** GIVEN REQUEST **
List the usernames of everyone who posts in the forum thread about the Fat Prophets fund.

** DOCUMENT EXTRACT **
═══

# Fat Prophets Fat Fund - new float (LIC)



## dutchie (15 February 2005)

Hi Guys

Anyone here subscribe to FatProhets ?

Their new IPO could be interesting (especially with the added option).


----------



## Jay-684 (15 February 2005)

*Re: Fat Prophets*

I saw some info on it in the paper over the weekend, seems like it could be a good way to reap the benefits of their tip sheets without the $695 membership cost, although they dont necessarily have to strictly follow their tip sheets


----------



## RichKid (15 February 2005)

*Re: Fat Prophets*

Try these threads and don't forget the search option: https://www.aussiestockforums.com/forums/showthread.php?t=257&highlight=fat+prophets

https://www.aussiestockforums.com/forums/showthread.php?t=253&highlight=fat+prophets


----------



## doctorj (15 February 2005)

*Re: Fat Prophets*

I've used Fat Prophets previously and after accepting an offer to receive a few free issues I now regularly receive calls asking me if I'd like to subscribe.  Friendly enough but damn annoying.

═══

Segmentation labeling items:
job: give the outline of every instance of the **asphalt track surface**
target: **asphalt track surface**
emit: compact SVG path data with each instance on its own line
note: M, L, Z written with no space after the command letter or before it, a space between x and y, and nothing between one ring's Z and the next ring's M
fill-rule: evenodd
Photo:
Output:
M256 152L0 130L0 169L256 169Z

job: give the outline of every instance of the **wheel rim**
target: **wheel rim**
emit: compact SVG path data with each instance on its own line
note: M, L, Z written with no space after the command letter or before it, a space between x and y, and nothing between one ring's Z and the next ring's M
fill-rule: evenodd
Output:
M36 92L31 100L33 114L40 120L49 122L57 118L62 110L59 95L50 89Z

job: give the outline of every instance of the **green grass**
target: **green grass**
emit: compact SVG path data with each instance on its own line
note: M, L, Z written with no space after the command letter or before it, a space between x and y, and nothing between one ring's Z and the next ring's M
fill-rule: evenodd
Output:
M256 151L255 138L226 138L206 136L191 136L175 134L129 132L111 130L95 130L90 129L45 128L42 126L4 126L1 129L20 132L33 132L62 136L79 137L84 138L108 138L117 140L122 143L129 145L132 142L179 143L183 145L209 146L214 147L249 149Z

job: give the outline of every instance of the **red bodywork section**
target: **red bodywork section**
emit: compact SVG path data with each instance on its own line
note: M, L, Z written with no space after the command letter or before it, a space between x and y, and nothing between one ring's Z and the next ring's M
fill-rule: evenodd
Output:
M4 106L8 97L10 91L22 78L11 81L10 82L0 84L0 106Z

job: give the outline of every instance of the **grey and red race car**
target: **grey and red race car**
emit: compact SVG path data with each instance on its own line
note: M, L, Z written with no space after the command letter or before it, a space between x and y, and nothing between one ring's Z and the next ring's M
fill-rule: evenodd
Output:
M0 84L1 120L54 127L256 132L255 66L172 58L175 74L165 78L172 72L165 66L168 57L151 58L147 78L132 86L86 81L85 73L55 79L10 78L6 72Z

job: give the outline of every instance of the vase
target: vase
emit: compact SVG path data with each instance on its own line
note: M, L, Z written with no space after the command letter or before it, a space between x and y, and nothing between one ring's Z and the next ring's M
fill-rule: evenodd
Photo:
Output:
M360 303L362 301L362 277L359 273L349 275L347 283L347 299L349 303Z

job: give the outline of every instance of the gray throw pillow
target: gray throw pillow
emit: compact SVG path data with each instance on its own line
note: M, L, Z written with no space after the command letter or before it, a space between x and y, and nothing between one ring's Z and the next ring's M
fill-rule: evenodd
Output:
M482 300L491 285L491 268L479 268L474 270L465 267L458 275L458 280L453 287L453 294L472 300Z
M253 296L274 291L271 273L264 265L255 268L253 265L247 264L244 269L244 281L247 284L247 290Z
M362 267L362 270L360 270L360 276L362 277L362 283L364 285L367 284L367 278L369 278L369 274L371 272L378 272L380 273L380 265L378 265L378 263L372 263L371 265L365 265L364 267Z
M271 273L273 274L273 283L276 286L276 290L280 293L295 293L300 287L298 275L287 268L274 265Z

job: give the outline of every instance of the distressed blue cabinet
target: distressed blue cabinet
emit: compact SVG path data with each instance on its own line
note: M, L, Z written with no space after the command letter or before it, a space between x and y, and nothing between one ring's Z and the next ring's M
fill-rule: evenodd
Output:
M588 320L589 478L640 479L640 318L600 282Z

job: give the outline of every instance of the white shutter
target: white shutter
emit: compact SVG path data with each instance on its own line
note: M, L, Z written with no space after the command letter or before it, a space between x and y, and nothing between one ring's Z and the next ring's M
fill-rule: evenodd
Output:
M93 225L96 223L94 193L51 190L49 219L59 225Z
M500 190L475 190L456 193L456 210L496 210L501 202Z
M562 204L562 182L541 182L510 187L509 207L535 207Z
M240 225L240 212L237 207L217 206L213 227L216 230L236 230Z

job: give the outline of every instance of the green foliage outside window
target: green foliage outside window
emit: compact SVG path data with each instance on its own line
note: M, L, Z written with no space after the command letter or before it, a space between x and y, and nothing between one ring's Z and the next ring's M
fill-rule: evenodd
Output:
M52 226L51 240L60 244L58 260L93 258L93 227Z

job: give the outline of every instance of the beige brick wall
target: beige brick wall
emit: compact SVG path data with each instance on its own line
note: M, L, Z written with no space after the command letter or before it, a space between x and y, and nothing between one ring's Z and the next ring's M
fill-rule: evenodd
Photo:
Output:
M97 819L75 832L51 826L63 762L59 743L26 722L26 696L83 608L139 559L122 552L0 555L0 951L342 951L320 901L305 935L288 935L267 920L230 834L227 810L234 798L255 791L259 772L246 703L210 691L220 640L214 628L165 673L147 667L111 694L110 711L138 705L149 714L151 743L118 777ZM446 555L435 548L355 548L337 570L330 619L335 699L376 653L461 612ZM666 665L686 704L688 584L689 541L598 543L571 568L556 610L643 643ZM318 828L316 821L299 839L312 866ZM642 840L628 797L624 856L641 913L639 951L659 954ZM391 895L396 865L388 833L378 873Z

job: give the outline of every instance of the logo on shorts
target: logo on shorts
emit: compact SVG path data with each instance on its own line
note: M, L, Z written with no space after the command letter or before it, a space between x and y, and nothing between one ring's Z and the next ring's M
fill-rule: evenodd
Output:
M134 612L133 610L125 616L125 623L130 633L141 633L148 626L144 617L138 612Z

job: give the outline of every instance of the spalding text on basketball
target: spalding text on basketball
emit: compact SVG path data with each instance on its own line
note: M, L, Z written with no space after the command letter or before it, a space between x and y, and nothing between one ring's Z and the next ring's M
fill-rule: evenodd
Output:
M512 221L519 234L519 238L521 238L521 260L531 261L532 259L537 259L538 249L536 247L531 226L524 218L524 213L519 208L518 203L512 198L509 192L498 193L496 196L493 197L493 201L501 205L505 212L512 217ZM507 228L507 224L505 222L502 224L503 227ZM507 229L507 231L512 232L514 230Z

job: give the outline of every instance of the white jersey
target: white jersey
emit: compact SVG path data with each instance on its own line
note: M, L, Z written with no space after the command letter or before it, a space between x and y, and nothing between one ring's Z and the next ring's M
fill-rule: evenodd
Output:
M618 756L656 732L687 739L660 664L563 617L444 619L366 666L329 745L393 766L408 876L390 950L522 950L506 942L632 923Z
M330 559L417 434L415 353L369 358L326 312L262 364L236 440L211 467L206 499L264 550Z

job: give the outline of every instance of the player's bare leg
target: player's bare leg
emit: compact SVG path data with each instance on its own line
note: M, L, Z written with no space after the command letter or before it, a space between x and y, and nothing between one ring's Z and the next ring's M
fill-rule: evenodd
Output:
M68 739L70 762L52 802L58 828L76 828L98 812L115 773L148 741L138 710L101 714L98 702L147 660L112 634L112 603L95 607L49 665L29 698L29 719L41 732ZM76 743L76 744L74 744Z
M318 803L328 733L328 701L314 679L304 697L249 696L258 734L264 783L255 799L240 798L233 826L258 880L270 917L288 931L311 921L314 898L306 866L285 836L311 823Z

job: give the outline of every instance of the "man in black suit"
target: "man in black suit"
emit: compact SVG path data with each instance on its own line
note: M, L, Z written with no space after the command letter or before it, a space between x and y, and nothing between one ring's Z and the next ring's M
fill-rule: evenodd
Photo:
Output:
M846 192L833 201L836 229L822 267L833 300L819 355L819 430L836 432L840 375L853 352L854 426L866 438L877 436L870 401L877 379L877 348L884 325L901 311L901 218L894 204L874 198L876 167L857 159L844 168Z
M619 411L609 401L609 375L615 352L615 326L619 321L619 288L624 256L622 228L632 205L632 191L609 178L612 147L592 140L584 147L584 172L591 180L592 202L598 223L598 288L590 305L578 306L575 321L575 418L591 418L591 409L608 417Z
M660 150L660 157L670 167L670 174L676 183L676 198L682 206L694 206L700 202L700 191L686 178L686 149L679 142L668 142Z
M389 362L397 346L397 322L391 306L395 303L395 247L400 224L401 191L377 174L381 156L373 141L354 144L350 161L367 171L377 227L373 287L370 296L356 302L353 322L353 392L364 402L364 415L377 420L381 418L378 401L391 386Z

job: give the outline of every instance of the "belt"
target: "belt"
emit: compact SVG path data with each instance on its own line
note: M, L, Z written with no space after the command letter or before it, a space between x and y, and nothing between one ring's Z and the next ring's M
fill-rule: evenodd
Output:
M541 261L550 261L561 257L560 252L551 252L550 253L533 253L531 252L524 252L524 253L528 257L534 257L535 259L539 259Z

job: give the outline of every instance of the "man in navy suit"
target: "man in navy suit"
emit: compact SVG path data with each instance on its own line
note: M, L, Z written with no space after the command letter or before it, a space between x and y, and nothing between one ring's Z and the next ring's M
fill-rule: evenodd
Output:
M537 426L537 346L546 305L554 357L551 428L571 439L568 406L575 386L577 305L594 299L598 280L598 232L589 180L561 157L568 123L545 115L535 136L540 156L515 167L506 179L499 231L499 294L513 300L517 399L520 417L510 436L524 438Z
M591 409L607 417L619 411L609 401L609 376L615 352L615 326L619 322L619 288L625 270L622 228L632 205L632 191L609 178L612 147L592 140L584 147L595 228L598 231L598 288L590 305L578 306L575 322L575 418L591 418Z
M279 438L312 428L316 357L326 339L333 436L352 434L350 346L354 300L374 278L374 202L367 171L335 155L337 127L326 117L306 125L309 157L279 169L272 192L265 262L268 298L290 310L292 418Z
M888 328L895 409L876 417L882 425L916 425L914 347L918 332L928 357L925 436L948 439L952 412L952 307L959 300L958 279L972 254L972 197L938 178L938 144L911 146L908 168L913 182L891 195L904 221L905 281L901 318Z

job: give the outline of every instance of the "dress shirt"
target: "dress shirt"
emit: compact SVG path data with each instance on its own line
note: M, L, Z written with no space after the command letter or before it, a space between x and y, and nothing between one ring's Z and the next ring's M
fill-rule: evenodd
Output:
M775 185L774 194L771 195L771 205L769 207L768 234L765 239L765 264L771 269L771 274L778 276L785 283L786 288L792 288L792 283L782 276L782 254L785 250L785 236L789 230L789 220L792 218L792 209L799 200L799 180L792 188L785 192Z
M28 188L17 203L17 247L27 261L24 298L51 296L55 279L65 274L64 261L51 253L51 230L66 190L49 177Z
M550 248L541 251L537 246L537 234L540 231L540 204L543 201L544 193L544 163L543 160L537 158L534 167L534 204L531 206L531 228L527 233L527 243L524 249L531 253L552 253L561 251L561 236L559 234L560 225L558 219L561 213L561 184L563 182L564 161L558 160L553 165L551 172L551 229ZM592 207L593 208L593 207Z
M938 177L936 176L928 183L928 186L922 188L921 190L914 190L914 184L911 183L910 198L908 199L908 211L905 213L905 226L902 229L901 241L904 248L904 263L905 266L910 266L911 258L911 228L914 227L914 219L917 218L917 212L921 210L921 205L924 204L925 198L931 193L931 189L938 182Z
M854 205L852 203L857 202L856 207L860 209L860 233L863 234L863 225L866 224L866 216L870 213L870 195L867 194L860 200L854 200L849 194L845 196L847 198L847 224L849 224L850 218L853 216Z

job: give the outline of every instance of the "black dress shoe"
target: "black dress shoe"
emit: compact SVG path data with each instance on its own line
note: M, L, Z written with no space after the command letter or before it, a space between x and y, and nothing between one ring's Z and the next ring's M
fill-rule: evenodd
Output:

═══

** ANSWER FOR THE TASK **
dutchie, Jay-684, RichKid, doctorj